### Requirements
Change "black" to "dark" in the records, starting with the line that contains "point_to(query) puts a dot on the white blaze" and going on through the line that contains "column 127, row 205". Give only those lines, with everything else unchanged and the pictures left out.

### Provided information
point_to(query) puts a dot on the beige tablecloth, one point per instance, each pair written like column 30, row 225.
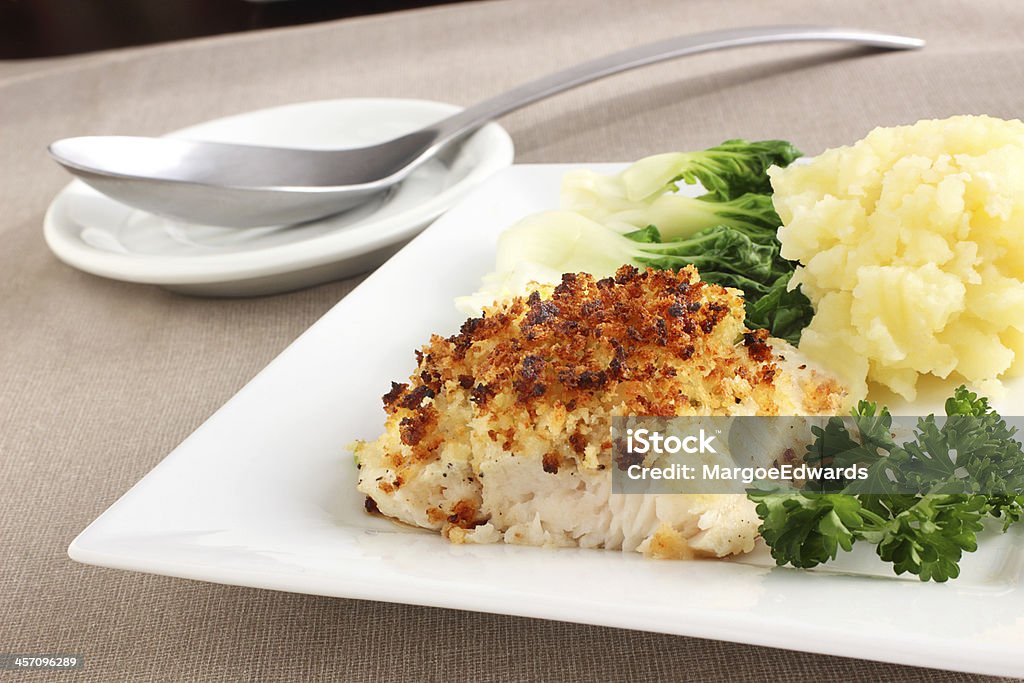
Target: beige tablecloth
column 99, row 379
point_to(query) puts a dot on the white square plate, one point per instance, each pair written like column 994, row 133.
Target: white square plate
column 263, row 495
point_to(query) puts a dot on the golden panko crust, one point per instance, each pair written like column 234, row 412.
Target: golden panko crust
column 544, row 375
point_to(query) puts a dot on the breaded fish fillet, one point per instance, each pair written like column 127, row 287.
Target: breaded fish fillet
column 503, row 433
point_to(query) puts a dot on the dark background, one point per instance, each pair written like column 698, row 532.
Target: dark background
column 48, row 28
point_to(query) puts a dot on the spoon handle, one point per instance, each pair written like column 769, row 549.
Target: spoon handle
column 474, row 117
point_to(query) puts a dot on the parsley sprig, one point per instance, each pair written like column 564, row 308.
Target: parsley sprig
column 924, row 501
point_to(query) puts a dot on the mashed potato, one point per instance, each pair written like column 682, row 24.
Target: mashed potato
column 911, row 250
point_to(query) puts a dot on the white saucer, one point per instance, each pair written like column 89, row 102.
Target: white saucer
column 95, row 233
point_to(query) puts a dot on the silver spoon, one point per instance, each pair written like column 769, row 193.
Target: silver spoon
column 240, row 185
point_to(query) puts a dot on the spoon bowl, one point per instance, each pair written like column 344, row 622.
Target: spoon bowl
column 237, row 185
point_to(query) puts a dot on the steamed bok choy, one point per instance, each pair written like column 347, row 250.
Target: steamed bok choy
column 642, row 216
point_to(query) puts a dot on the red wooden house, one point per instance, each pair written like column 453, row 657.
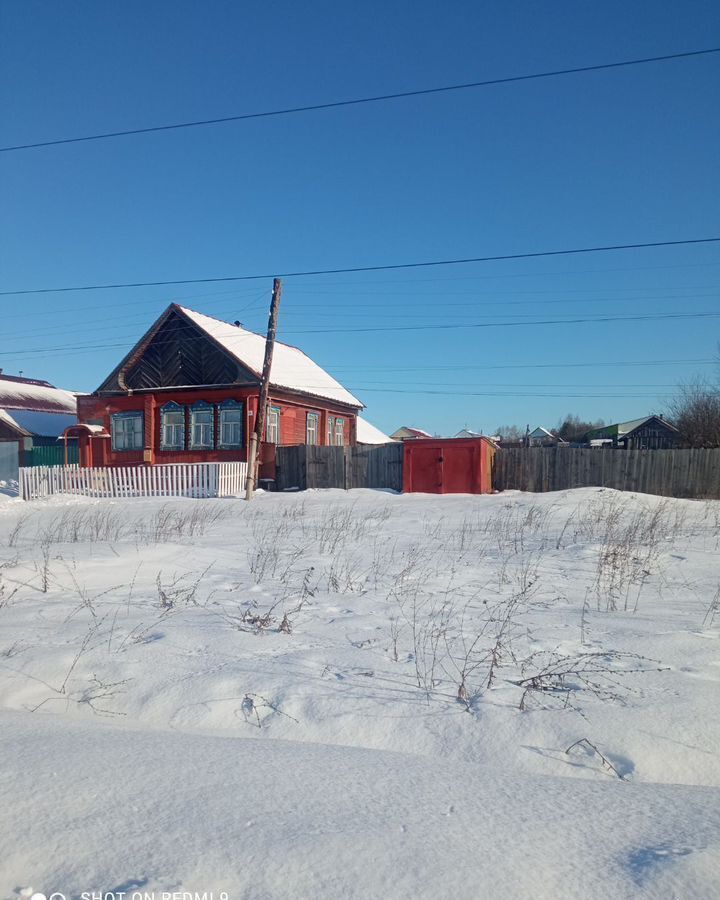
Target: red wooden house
column 188, row 391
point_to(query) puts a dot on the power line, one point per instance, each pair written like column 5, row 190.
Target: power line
column 357, row 101
column 383, row 268
column 387, row 328
column 595, row 364
column 555, row 394
column 448, row 325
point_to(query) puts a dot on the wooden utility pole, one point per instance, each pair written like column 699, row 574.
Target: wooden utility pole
column 259, row 430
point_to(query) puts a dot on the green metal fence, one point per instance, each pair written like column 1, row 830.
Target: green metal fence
column 50, row 452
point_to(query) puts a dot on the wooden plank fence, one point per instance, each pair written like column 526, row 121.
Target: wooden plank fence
column 363, row 466
column 669, row 473
column 225, row 479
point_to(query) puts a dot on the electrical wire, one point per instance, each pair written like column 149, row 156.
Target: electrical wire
column 357, row 101
column 379, row 268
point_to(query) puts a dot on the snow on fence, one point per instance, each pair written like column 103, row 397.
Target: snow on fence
column 225, row 479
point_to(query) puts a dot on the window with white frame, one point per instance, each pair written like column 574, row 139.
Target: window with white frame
column 127, row 431
column 202, row 425
column 312, row 435
column 231, row 424
column 272, row 428
column 172, row 427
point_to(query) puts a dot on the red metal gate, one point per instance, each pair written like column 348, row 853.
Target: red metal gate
column 452, row 466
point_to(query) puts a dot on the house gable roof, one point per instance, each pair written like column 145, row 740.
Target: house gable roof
column 40, row 396
column 369, row 434
column 291, row 369
column 624, row 429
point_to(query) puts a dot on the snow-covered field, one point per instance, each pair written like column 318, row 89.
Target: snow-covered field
column 331, row 695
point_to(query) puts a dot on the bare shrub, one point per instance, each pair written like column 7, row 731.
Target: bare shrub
column 180, row 590
column 253, row 705
column 17, row 530
column 587, row 745
column 712, row 610
column 563, row 679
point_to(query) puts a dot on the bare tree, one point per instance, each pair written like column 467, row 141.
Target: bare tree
column 695, row 411
column 510, row 432
column 574, row 428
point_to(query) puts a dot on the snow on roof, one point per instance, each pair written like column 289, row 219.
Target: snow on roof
column 540, row 431
column 17, row 393
column 291, row 368
column 406, row 430
column 8, row 420
column 466, row 432
column 38, row 422
column 369, row 434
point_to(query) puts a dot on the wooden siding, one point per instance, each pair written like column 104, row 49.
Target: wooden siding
column 99, row 409
column 362, row 466
column 177, row 353
column 669, row 473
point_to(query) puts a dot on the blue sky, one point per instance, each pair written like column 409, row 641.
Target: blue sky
column 609, row 157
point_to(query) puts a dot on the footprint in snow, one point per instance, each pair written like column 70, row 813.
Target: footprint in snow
column 645, row 861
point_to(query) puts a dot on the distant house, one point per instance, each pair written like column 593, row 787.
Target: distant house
column 466, row 432
column 369, row 434
column 541, row 437
column 188, row 392
column 35, row 413
column 405, row 433
column 649, row 433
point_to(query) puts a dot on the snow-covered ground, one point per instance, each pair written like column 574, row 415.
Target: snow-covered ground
column 360, row 694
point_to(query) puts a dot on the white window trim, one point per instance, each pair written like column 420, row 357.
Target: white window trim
column 137, row 434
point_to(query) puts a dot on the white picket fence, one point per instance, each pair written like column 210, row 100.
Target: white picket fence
column 223, row 479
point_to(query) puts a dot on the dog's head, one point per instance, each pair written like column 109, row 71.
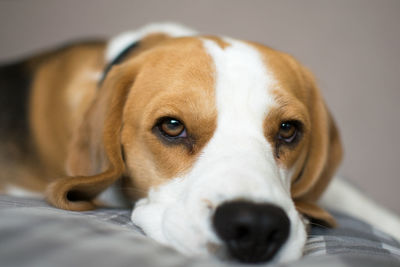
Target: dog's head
column 224, row 143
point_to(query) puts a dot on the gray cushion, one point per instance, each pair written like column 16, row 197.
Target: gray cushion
column 34, row 234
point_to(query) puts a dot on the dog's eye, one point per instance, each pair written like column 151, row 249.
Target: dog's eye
column 287, row 132
column 172, row 128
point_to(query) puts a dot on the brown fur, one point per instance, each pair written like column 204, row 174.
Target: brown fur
column 91, row 136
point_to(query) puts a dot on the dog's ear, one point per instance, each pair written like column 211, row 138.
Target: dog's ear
column 324, row 156
column 95, row 157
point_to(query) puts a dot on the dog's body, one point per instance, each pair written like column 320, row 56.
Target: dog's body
column 196, row 126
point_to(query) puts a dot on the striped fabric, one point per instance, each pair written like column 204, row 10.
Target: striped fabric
column 34, row 234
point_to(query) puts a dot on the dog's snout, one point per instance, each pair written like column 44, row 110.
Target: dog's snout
column 252, row 232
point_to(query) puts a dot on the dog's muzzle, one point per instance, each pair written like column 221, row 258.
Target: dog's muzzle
column 252, row 232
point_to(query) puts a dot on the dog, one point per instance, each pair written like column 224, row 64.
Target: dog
column 225, row 146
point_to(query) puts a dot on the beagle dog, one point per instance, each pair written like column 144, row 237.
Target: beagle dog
column 225, row 146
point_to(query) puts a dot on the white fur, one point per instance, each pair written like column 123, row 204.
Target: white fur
column 123, row 40
column 344, row 197
column 238, row 162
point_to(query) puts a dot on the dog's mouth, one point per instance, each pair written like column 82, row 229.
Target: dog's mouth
column 251, row 232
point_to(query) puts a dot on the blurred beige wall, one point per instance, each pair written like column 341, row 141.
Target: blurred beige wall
column 352, row 46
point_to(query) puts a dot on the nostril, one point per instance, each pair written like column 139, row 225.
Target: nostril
column 241, row 232
column 252, row 232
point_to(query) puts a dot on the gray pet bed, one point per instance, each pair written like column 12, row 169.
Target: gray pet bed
column 34, row 234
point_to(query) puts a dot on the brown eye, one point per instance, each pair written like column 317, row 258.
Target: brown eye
column 287, row 132
column 171, row 127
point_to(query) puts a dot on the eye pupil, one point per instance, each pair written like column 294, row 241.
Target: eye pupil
column 287, row 132
column 172, row 127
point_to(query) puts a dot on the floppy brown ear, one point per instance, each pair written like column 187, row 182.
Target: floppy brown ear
column 95, row 157
column 324, row 156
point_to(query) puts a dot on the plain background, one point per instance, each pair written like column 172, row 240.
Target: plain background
column 352, row 46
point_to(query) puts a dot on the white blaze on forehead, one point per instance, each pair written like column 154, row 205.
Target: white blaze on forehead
column 239, row 148
column 242, row 82
column 237, row 163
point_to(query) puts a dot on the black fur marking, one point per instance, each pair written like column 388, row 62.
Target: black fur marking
column 15, row 80
column 118, row 60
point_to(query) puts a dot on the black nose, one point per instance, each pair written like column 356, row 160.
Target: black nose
column 252, row 232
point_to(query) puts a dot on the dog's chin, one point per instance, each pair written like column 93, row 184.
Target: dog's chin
column 190, row 231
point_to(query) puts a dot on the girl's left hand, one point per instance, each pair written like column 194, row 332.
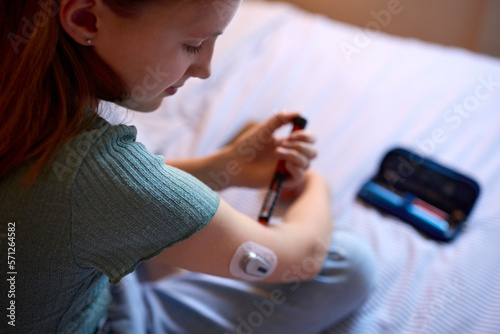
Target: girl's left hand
column 256, row 153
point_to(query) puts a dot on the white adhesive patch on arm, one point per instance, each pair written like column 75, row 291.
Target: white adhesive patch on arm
column 253, row 262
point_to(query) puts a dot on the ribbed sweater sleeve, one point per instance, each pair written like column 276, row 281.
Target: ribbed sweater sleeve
column 127, row 205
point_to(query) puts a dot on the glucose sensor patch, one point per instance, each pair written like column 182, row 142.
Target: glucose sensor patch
column 253, row 262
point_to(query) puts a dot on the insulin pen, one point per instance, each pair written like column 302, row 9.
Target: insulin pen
column 279, row 176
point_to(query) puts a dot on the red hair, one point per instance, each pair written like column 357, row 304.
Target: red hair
column 49, row 85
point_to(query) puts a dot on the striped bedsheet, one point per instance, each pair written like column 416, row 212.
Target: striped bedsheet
column 363, row 93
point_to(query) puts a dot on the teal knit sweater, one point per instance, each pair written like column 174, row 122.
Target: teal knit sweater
column 100, row 208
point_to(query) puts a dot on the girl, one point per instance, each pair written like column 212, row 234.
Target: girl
column 83, row 204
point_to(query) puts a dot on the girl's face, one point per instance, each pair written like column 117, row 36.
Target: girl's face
column 158, row 50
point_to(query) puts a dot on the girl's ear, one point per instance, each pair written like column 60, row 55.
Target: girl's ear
column 78, row 19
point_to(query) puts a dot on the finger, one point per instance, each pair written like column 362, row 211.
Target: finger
column 293, row 158
column 280, row 119
column 306, row 149
column 302, row 135
column 296, row 176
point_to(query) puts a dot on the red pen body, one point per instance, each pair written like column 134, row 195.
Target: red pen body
column 280, row 175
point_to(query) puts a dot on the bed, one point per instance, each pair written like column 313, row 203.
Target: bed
column 363, row 94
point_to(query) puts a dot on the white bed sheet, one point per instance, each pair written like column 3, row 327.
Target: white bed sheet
column 393, row 92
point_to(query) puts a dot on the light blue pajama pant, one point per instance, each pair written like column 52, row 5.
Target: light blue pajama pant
column 194, row 303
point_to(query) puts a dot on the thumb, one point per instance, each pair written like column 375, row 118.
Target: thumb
column 280, row 119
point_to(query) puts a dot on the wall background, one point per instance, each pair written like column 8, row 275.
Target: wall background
column 470, row 24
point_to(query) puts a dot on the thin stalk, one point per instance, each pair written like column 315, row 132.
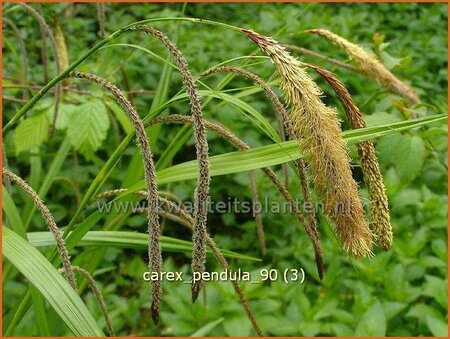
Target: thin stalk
column 380, row 219
column 258, row 214
column 98, row 295
column 241, row 145
column 321, row 56
column 187, row 220
column 49, row 219
column 43, row 24
column 23, row 54
column 203, row 179
column 101, row 18
column 43, row 46
column 89, row 53
column 154, row 251
column 280, row 111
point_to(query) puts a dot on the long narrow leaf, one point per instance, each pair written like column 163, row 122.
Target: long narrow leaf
column 55, row 289
column 275, row 154
column 124, row 239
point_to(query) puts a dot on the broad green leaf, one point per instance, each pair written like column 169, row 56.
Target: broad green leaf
column 124, row 239
column 55, row 289
column 436, row 288
column 437, row 326
column 266, row 156
column 88, row 127
column 373, row 322
column 120, row 115
column 410, row 157
column 31, row 132
column 66, row 111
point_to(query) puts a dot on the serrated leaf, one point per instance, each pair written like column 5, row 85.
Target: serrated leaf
column 31, row 132
column 87, row 127
column 373, row 322
column 65, row 114
column 410, row 157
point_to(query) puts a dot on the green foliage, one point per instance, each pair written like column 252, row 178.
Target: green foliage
column 87, row 126
column 31, row 132
column 400, row 292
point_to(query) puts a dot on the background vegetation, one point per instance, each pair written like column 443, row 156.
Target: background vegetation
column 401, row 292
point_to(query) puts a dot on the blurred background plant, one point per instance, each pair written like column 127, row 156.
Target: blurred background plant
column 401, row 292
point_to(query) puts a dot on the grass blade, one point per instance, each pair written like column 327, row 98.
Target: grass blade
column 275, row 154
column 125, row 239
column 55, row 289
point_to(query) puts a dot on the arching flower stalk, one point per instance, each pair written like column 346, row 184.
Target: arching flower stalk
column 201, row 144
column 369, row 65
column 241, row 145
column 48, row 32
column 380, row 219
column 186, row 219
column 154, row 250
column 320, row 140
column 280, row 111
column 49, row 219
column 98, row 295
column 62, row 50
column 23, row 55
column 101, row 18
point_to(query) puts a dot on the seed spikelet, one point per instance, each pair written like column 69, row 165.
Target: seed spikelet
column 369, row 65
column 321, row 142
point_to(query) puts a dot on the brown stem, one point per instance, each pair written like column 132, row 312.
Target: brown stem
column 203, row 180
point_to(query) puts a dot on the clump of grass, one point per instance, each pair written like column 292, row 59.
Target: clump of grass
column 48, row 32
column 187, row 220
column 325, row 151
column 380, row 219
column 98, row 295
column 154, row 251
column 48, row 217
column 369, row 65
column 203, row 180
column 221, row 130
column 101, row 18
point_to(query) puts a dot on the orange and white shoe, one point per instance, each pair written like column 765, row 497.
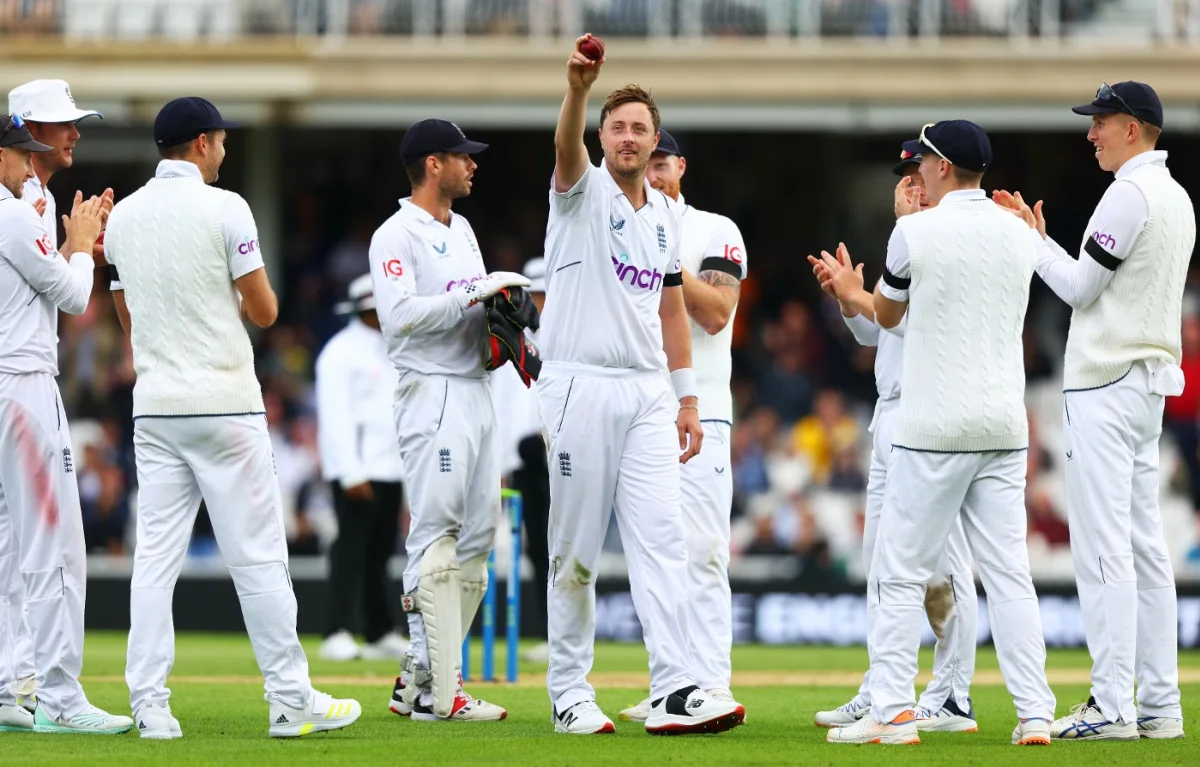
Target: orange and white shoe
column 466, row 708
column 1032, row 732
column 900, row 731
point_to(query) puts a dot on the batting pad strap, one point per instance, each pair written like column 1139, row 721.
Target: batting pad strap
column 684, row 382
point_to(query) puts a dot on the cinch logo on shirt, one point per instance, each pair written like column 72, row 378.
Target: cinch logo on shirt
column 636, row 277
column 1107, row 241
column 462, row 283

### Answer
point_to(query) puts a dot on the white blaze on forehead, one point per instance, each pair written like column 154, row 205.
Target: white blaze on forehead
column 239, row 148
column 242, row 82
column 237, row 163
point_to(query) puts a dot on the dark fur marking, one point per instance, each pair written like column 388, row 62.
Target: dark fur marking
column 15, row 80
column 118, row 60
point_to(query) puts a dot on the dark nose, one point per instance, each pair written like column 356, row 160.
Target: dark nose
column 252, row 232
point_to(query) puts a dot on the dog's chin, one point per instance, each pair written like column 93, row 184.
Target: dog's chin
column 190, row 231
point_to(query) puts a dot on the girl's left hand, one point per instance, each pair written like column 194, row 332.
Target: girl's left hand
column 256, row 153
point_to(query) puts a dot on the white adhesive patch on arm, one point per instance, each pair written like column 75, row 291.
Target: white adhesive patch on arm
column 253, row 262
point_to(query) puts a dot on the ribbed sweater sleeve, one point per instance, each pair written like column 276, row 281.
Target: ribbed sweater sleeve
column 127, row 205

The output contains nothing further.